_GIVEN TASK_. Reproduce each of the rows below word for word, leaving out the pictures.

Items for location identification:
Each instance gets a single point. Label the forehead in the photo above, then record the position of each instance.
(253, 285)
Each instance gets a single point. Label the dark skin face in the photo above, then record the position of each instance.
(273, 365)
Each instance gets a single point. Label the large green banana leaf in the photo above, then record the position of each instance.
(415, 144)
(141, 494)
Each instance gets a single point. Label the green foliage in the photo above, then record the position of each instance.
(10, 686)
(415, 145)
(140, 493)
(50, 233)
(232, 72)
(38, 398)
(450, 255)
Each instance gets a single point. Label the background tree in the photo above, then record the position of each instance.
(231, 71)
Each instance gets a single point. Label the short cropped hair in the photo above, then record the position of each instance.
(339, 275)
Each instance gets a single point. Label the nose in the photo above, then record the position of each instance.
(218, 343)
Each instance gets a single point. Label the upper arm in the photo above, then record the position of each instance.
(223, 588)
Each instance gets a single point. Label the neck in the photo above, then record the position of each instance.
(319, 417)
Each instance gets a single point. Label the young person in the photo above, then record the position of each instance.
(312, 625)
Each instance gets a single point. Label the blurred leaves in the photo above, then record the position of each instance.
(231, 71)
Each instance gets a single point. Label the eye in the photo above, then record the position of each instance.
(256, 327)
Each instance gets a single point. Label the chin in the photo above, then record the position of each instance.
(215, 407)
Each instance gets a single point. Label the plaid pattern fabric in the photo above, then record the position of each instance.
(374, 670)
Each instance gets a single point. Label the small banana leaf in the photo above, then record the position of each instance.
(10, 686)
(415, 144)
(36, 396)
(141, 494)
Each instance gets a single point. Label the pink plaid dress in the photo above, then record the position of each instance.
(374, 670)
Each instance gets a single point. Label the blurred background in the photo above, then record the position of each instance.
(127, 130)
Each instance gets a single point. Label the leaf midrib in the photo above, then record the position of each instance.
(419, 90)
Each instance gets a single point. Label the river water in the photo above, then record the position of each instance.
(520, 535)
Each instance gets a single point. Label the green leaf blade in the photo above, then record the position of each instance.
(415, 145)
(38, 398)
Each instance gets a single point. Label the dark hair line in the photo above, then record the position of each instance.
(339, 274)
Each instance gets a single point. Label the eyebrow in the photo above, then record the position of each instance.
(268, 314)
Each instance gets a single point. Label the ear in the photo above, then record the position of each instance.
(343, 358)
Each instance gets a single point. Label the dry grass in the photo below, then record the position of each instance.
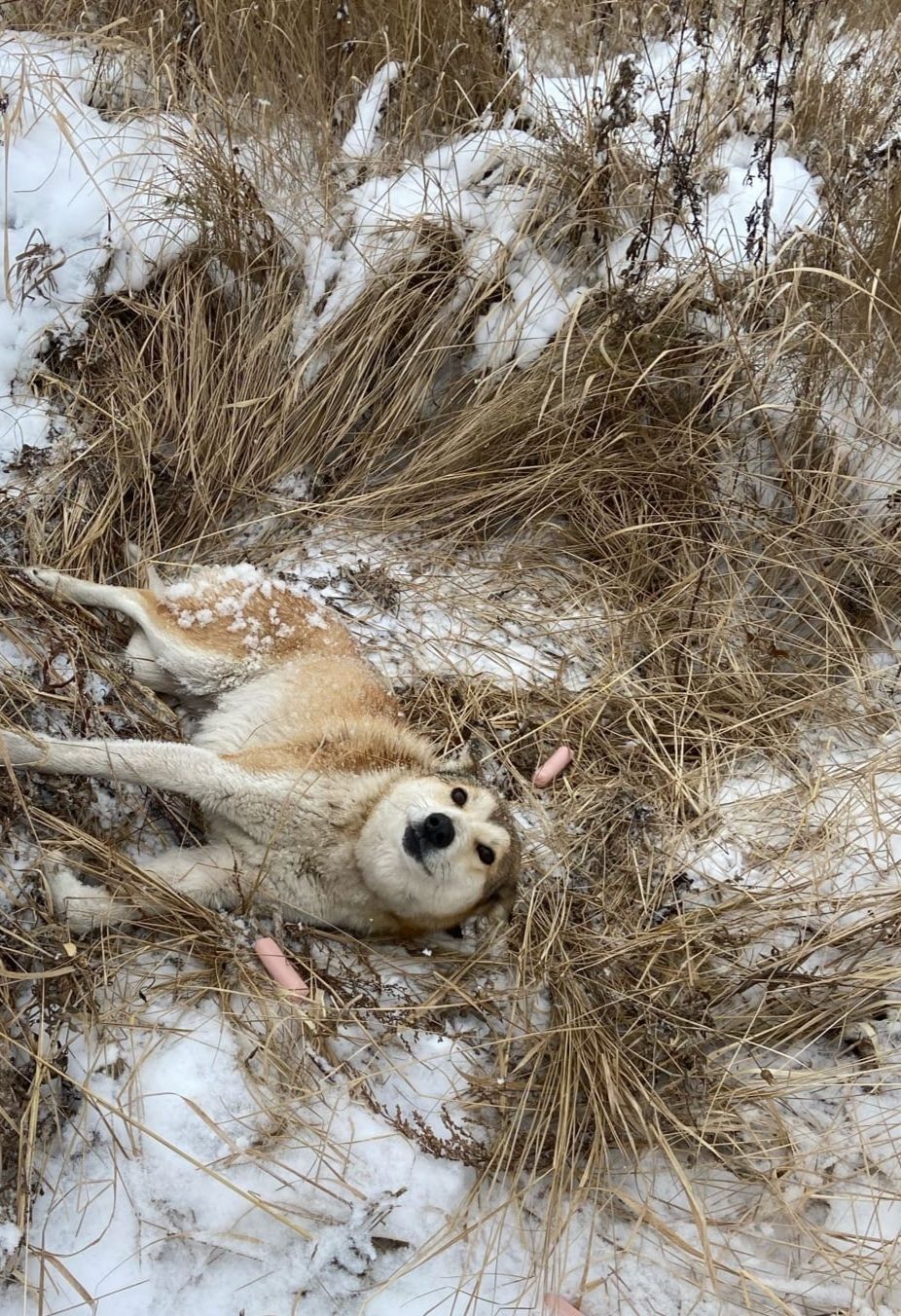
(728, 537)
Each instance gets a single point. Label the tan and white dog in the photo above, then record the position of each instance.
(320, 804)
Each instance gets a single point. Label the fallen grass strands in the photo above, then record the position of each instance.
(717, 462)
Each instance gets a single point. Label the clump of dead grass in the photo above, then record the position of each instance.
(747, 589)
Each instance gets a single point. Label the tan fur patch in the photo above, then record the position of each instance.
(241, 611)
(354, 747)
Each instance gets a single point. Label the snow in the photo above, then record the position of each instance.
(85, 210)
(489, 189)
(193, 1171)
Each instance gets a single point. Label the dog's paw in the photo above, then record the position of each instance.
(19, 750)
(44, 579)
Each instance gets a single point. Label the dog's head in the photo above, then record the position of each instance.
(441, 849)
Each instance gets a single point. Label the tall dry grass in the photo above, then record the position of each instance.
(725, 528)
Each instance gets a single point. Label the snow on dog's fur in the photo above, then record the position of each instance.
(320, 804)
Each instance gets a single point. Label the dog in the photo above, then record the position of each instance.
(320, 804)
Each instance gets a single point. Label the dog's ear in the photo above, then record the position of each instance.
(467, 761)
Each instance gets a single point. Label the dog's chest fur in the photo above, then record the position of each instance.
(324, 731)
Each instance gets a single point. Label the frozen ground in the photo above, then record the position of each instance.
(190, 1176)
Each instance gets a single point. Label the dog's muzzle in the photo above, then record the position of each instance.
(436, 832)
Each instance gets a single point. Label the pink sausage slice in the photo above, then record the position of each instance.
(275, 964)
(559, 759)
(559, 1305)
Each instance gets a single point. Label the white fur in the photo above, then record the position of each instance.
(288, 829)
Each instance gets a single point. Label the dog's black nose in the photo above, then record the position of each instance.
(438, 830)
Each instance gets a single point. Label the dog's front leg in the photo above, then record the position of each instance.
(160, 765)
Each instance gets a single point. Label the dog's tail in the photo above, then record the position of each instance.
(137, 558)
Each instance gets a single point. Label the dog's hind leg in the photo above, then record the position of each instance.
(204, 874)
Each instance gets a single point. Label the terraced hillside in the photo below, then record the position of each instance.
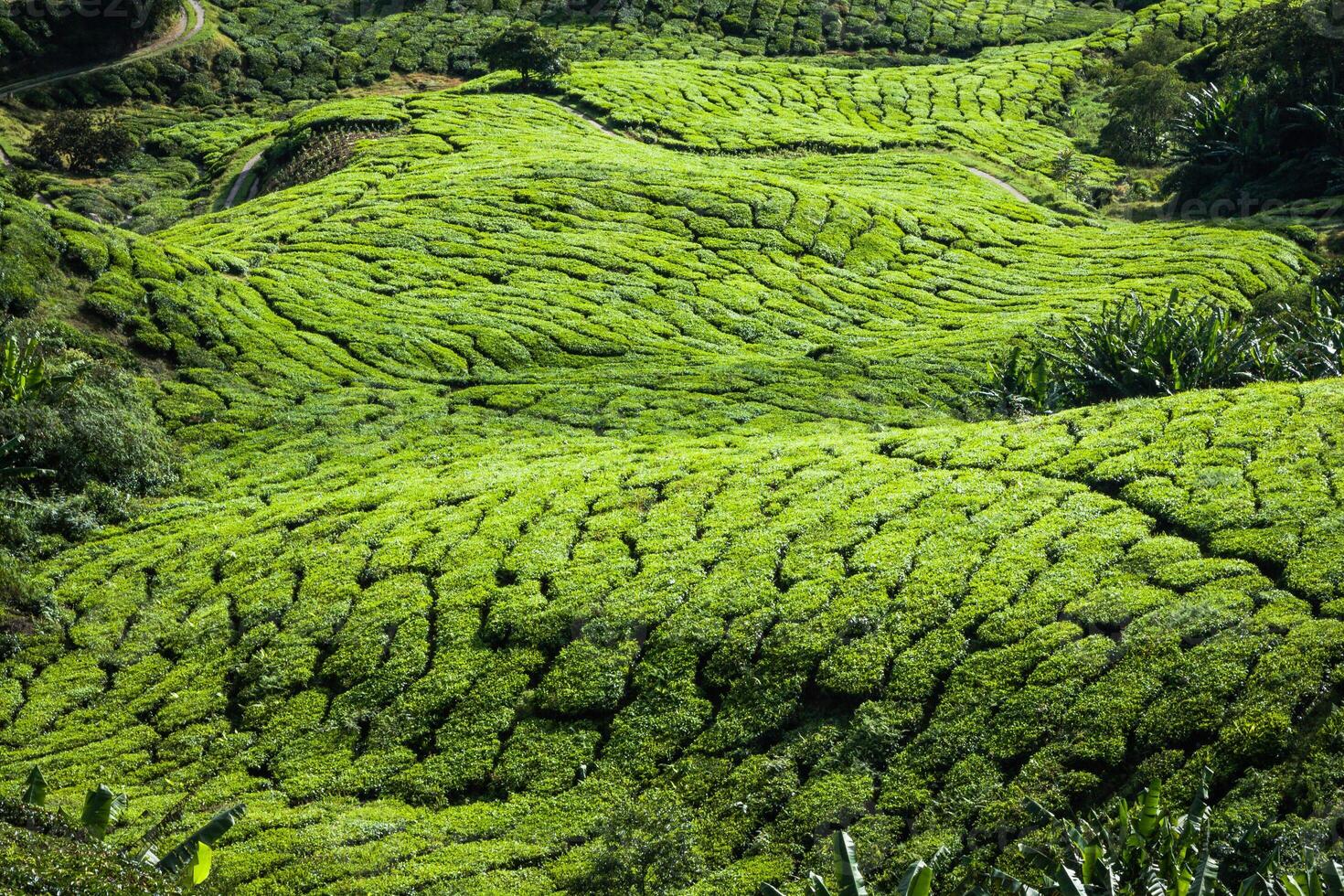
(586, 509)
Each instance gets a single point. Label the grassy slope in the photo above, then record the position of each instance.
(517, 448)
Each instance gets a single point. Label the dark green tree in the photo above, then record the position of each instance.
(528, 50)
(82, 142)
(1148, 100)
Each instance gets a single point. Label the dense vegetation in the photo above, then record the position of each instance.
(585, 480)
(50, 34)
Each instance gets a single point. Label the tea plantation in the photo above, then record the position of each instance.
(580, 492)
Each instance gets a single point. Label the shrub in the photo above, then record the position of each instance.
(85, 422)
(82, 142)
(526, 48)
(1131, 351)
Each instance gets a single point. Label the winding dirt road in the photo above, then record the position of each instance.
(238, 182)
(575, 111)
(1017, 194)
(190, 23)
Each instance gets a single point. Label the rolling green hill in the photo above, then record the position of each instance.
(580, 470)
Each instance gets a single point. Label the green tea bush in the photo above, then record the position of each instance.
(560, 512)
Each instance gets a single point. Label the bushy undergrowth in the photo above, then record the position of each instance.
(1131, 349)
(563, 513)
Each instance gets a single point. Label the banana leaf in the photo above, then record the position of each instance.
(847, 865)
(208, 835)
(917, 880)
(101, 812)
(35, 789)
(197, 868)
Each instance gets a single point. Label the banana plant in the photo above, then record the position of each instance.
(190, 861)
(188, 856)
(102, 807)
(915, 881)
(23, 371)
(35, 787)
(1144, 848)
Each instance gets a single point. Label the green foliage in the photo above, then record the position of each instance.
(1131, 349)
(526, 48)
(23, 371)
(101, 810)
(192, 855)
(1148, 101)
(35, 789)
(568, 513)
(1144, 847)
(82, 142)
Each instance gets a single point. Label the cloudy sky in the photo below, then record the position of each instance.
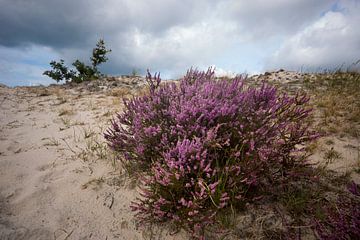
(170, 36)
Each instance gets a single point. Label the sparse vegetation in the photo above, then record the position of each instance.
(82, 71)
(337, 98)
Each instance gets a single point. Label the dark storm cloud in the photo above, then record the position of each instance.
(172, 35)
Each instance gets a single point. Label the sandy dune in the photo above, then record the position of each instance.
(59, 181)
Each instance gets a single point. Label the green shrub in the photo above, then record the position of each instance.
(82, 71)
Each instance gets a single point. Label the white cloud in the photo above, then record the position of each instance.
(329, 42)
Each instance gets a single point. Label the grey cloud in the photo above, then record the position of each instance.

_EXERCISE RESPONSE_.
Each instance gets a single point. Label the forehead in the photo above, then record the position of each instance.
(253, 285)
Each instance gets a single point. Label the dark skin face in the photo above, then record the position of each instance.
(273, 365)
Each instance gets a single point. Label the large green banana leaf in the photo above, then record the position of each instance.
(415, 144)
(141, 494)
Each instance gets a single point. Label the green foliage in the photo above, then record the position of each instance.
(10, 686)
(415, 145)
(140, 493)
(50, 233)
(232, 72)
(38, 398)
(450, 255)
Each instance gets a single point. Label the background tree in the photo above, then record the position of each instance.
(231, 71)
Each instance gets a single point. Label the short cropped hair in the photo above, then record the position of each instance.
(339, 275)
Each instance gets a single point. Label the nose in the photo above, then record the position of each instance.
(218, 343)
Each instance gets a single point. Label the upper arm in the photo above, then record the position of each instance.
(223, 588)
Each instance gets a single point. Label the neck in the photo above, then record the position of each instance.
(319, 417)
Each instance gets a single point. Label the young person in the photo above, then record the position of each instance.
(312, 625)
Each instance gets a single point. Label the blurred leaves in the photo above, then record the position of each instance.
(231, 71)
Each instance gets a single point. Label the eye in the photo above, then record the position of each instance.
(256, 327)
Each instance gets a single point. Label the chin in the photo above, then record the position of each instance.
(215, 407)
Each instance gets a single point. Label the plaid pattern fabric in the photo above, then record the position of each instance.
(374, 670)
Each instance gets a single point. Label the small banana leaf in the photo above, then record the position of each instance.
(10, 686)
(415, 144)
(36, 396)
(141, 494)
Each instance gets a single point. Label the pink plaid dress in the photo above, then record the position of each instance.
(374, 670)
Each instance gets a single point. Label the blurred background in the photo above, then record the position of each instance.
(127, 130)
Each instance gets a single point. Label the leaf midrib in the photo above, then record the position of each instance.
(419, 90)
Each instance gets a single point. Label the river water in the photo above, then record the position of each instance.
(520, 535)
Each instance gets a single point. Label the green leaf blade in the photo above, then record the position of each instance.
(415, 145)
(38, 398)
Each instance gets a single point. Label the dark hair line in the photo above, then record the position of each instance.
(339, 274)
Each instance gets a single point. Label the eyebrow in the photo above, then record the position of each instance.
(268, 314)
Each instance gets a single point. Label the ear in the photo above, then record the position of each instance.
(343, 358)
Each instance gets a single point. Label the dry grass in the photo below, then record the position of each instance.
(728, 537)
Each instance gets a single point. Label the tan and white dog in the photo above, then record the position of each instance.
(320, 804)
Each instance gets a single point. Label the fallen grass strands in the photo above, then record the position of each instance.
(717, 462)
Each instance gets a single point. Label the clump of dead grass in the photo above, then record the position of each instance.
(747, 589)
Each instance gets a single point. Label the tan fur patch in the photo above, then record the position of each instance.
(241, 611)
(354, 747)
Each instance gets a single point. Label the snow in the photo above, then record the position of each instance.
(85, 210)
(489, 189)
(193, 1171)
Each instance gets a single point. Label the dog's paw in the photo above, then record the position of each instance.
(19, 750)
(44, 579)
Each instance gets a single point. Label the dog's head in the photo above, then record the position of each instance.
(441, 849)
Each instance gets a single point. Label the tall dry grass in the photo above, then record the position of each instance.
(725, 528)
Each instance gets a single point. Label the snow on dog's fur in the photo above, then record the position of each instance.
(320, 804)
Each instance gets a single point. Label the dog in the photo above, then record the position of each instance.
(320, 804)
Each instance gets a single point. Label the dog's ear in the photo above, then record the position of each instance.
(467, 761)
Each instance gets a single point. Label the dog's chest fur in the photo above, then record the position of each instance.
(324, 731)
Each instance gets a single point. Label the frozen ground in the photo above, then record the position of each instance.
(190, 1176)
Each instance gets a single point. Label the dog's muzzle in the photo above, then record the position of each instance.
(436, 832)
Each instance gets a single point. Label the pink sausage slice in the photo above, then record the position of each instance.
(275, 964)
(559, 759)
(559, 1305)
Each instance gets a single point. Label the white fur in the photo above, then record the position of each instance.
(288, 829)
Each instance gets a single point. Label the dog's black nose in the photo above, then record the position of each instance.
(438, 830)
Each instance gets a single point. Label the dog's front leg in the photo above, then record the position of each instance.
(160, 765)
Each instance gets a single point. Label the dog's tail in the photo above, then record the position of each instance.
(137, 558)
Each instance gets a single point. Label the dog's hind leg in the photo above, then record the position of each instance.
(204, 874)
Each instance gets a single point. Label the terraced hillside in the photo below, then record the position of each instance.
(586, 509)
Each instance gets a single point. Label the grassy slope in the photo above, then record the position of each instance.
(517, 448)
Each instance gets a single point. Label the dark green tree in the photo above, then record the position of each instance.
(528, 50)
(82, 142)
(1148, 100)
Each instance gets a single point. Label the dense vegetation in the photo above, then record the position of each instance.
(585, 480)
(50, 34)
Each instance gets a single point. Label the tea plantation in the photo above, then record the position of each instance.
(580, 492)
Each instance gets a single point. Label the shrub in the photo above, then record the position of each instance.
(85, 422)
(82, 142)
(526, 48)
(1131, 351)
Each instance gets a single point. Label the winding dirt road in the photo above, then record the position of each instance.
(238, 182)
(575, 111)
(1017, 194)
(190, 23)
Each instance gets a single point. Label the rolling green hill in the photo above, then record the position of each instance.
(580, 470)
Each instance gets a single point. Label the green tea bush in the photo above, then record the position of each instance.
(560, 512)
Each instance gets a single point. Label the bushy undergrowth in the photo above, then record the position of each instance.
(1131, 349)
(563, 513)
Each instance gets a single point. Label the banana leaf in the photo above, then record the position of each instance.
(847, 865)
(208, 835)
(917, 880)
(101, 812)
(35, 789)
(197, 868)
Each instance gets a single point. Label the banana plant in the photo above, then record the position of each instance.
(190, 861)
(188, 856)
(102, 807)
(915, 881)
(23, 371)
(35, 787)
(1144, 848)
Each instance gets a single point. Label the green foliage in the photo above, then record the position of each instance.
(1131, 349)
(526, 48)
(23, 371)
(101, 810)
(192, 855)
(1148, 101)
(35, 789)
(568, 513)
(1144, 847)
(82, 142)
Each instance gets a single point. Label the cloudy sky in the photo below, then record the position of each instance.
(170, 36)
Each instance gets a single point. Label the sparse vegetation in the photo above, then record the position of each instance.
(82, 71)
(337, 98)
Each instance gets a single point. Label the dark storm cloud in the photo above, then record the position of each instance.
(172, 35)
Each instance gets a single point. Label the sandy dune in the photo above, then record the position of each instance.
(59, 181)
Each instance gets a single point. Label the green shrub in the photo above, then record the position of each instance.
(82, 71)
Each instance gets a single point. Label the white cloud in the photo above, then record the position of each instance.
(329, 42)
Each instance gets a single point. Label the grey cloud in the photo above, then record the position of each instance.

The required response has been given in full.